▶ **Job**
Rewrite the material from its start up to and including the line containing "positive clicks: (777, 441)", changing every "rough mask" to "coarse mask" and leaving everything else as it is.

═══ Material to process ═══

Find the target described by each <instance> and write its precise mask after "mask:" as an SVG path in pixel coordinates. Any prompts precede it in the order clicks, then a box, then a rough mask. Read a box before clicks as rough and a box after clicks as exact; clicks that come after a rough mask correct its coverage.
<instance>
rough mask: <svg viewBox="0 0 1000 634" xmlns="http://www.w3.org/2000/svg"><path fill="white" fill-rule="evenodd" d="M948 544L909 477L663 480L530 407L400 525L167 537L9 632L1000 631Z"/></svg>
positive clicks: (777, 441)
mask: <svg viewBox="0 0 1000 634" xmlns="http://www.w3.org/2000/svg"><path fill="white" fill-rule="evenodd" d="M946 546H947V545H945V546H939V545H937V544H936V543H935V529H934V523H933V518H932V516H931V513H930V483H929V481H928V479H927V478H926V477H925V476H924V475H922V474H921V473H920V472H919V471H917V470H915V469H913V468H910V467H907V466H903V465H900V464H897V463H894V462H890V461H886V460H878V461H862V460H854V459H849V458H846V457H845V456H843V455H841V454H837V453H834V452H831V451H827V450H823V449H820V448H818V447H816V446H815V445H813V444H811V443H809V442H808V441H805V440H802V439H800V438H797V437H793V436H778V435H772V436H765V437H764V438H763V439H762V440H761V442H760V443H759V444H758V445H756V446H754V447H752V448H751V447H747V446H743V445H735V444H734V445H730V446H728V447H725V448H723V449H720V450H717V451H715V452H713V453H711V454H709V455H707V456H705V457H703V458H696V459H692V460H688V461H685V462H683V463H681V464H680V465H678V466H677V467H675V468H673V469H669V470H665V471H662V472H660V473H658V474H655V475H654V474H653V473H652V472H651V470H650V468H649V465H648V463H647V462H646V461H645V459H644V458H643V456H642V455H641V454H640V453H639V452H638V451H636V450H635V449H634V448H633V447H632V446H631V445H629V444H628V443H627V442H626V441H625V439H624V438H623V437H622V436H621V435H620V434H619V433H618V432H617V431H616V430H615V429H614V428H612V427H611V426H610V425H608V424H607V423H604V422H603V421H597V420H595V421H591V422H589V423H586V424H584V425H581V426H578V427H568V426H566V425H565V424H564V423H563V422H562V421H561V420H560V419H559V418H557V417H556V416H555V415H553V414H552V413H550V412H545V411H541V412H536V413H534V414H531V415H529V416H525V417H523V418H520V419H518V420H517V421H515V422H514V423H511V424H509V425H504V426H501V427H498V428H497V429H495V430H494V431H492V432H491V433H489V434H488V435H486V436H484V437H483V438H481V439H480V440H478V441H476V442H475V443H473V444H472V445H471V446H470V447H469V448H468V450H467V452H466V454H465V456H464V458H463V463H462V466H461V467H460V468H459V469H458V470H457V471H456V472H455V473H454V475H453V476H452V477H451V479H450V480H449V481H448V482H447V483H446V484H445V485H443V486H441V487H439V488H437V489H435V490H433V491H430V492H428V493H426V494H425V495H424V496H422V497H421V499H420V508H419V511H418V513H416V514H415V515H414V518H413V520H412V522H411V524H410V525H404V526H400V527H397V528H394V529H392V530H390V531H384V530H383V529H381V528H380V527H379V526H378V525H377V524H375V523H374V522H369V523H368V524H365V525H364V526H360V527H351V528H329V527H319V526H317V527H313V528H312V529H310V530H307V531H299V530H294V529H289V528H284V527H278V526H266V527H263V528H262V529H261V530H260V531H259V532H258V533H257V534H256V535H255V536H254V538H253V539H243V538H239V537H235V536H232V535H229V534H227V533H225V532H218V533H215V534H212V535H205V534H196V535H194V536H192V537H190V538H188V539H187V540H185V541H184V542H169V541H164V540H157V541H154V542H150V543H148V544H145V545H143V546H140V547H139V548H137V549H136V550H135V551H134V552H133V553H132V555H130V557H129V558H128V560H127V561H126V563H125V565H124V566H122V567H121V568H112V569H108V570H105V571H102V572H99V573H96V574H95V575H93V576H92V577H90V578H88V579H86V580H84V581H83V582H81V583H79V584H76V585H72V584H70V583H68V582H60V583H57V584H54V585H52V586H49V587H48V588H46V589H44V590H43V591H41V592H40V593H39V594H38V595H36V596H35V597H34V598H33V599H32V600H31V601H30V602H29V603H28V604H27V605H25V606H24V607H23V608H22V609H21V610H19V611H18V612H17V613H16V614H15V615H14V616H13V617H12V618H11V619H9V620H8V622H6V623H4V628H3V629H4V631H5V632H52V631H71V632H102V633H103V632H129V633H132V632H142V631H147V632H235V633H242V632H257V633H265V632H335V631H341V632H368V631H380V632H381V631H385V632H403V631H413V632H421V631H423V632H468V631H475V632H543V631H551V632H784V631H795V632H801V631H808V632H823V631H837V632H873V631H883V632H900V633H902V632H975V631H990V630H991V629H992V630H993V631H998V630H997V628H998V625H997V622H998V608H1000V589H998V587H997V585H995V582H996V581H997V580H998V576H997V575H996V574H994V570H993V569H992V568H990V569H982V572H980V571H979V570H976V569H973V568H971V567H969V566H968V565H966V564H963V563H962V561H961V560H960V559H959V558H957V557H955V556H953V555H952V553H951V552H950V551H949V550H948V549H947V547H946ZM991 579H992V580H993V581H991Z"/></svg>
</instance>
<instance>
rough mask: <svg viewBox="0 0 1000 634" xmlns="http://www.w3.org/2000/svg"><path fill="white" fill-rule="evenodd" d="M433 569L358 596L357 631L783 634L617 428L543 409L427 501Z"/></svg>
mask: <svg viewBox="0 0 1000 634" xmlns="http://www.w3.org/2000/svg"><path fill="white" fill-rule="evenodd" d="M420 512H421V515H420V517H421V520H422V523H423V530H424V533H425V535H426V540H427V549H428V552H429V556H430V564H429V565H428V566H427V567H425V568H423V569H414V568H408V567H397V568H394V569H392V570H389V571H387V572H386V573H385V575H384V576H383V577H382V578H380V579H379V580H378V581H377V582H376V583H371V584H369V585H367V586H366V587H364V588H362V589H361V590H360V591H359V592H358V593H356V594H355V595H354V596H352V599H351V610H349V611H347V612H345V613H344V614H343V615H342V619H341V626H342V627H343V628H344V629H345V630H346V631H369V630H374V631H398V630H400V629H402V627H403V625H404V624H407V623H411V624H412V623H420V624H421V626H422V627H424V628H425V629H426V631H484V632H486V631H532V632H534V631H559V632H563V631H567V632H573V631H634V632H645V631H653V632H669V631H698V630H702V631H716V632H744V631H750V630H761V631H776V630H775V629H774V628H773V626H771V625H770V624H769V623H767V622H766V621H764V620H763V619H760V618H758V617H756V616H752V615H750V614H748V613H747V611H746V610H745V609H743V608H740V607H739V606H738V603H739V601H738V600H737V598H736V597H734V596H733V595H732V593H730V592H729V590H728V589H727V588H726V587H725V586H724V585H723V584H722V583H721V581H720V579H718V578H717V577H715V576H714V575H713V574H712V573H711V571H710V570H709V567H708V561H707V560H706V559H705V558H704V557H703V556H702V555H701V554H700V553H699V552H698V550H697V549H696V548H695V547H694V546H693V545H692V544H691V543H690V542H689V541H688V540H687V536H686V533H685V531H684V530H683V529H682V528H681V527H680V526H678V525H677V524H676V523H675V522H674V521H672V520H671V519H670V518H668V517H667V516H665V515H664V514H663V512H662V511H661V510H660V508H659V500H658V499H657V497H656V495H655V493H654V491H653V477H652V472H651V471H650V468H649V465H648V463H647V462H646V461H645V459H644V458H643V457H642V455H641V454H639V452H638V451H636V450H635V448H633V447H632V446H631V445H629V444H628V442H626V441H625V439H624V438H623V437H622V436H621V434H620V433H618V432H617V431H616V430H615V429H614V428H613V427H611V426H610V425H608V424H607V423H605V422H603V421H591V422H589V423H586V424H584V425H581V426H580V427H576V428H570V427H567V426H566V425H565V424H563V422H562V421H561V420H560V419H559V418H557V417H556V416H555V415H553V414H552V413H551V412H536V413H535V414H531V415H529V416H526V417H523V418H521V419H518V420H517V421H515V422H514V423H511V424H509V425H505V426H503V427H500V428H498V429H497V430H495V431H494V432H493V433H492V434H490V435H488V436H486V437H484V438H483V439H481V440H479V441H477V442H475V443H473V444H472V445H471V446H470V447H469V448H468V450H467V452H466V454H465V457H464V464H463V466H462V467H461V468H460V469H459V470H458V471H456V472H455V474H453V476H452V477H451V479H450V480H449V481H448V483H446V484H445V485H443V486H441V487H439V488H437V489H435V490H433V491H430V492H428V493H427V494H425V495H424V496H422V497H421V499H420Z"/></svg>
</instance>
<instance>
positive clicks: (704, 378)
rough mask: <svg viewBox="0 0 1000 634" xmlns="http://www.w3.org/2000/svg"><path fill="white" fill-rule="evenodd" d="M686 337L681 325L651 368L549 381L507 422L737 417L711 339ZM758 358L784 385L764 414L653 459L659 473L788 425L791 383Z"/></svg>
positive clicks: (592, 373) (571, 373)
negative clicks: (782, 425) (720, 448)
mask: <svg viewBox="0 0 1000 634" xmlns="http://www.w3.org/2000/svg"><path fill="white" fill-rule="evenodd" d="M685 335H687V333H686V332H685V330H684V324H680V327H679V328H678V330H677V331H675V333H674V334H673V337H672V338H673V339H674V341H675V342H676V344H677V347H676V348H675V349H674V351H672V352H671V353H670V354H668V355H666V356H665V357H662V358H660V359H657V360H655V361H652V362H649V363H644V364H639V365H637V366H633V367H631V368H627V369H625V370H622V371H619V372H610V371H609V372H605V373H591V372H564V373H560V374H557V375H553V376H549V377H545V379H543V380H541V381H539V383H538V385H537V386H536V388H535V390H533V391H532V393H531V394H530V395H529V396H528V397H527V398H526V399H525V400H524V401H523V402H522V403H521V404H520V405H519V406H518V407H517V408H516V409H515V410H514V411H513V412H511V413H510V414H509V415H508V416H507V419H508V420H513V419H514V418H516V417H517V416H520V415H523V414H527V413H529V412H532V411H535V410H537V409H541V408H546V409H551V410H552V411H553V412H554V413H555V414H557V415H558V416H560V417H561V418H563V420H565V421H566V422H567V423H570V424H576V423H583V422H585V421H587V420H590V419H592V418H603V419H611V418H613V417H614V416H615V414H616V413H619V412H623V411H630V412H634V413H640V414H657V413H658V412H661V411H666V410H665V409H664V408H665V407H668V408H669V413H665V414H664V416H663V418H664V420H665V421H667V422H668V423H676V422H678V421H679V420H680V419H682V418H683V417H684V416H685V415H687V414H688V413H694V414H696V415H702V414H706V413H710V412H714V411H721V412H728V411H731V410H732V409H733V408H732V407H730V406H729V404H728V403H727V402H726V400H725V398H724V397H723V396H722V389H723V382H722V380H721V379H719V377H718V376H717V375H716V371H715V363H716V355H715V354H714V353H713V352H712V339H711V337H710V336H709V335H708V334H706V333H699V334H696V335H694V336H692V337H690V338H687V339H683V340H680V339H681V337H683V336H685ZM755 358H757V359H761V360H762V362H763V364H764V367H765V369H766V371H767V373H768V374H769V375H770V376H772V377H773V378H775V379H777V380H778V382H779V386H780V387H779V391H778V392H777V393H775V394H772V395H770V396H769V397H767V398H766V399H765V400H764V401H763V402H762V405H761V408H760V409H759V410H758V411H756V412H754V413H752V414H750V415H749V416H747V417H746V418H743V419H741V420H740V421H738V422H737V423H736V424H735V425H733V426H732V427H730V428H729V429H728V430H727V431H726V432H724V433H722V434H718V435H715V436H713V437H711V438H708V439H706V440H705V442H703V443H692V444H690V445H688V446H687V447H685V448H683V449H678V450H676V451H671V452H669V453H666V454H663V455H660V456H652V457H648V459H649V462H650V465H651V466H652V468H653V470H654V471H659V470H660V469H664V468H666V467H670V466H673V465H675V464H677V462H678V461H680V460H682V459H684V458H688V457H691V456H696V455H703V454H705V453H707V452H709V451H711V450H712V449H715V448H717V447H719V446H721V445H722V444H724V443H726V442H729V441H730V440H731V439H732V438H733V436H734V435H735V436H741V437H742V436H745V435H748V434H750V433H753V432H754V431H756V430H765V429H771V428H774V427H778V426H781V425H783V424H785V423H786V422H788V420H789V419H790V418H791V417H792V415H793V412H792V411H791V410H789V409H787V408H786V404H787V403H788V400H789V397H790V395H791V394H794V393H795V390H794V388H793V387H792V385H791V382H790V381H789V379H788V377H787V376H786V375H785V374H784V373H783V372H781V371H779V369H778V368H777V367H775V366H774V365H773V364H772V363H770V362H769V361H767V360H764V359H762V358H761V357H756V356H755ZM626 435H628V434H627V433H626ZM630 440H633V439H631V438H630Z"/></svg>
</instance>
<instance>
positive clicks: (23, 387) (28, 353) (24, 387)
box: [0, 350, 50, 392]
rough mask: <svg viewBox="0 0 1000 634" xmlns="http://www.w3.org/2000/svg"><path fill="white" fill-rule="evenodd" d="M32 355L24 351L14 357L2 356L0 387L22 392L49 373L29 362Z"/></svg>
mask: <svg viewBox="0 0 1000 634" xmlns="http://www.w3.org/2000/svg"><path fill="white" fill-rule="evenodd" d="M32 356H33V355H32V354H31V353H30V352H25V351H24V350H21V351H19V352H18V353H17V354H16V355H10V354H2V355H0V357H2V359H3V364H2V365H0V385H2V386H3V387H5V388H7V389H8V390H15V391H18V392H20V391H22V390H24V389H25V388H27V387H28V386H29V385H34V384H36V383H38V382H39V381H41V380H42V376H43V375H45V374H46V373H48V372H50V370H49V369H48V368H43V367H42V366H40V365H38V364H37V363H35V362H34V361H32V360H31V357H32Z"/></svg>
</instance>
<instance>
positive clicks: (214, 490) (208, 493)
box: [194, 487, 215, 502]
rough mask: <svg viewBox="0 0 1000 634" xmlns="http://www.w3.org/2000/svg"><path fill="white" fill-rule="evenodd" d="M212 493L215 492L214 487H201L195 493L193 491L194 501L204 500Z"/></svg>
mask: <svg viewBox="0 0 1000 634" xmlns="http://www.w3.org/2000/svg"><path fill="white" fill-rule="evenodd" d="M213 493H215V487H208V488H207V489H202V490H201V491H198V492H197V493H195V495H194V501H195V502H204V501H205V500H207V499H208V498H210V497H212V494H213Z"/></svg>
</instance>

═══

▶ **Result of this task**
Find the target described by each <instance> and write its precise mask after "mask:" as an SVG path in pixel coordinates. Any prompts precede it in the order clicks, then a box, then a coarse mask. Read a box before clicks as rough and a box after clicks as exact; clicks that come after a coarse mask correct its coverage.
<instance>
coarse mask: <svg viewBox="0 0 1000 634" xmlns="http://www.w3.org/2000/svg"><path fill="white" fill-rule="evenodd" d="M948 544L909 477L663 480L530 407L400 525L167 537L9 632L1000 631Z"/></svg>
positive clicks: (777, 441)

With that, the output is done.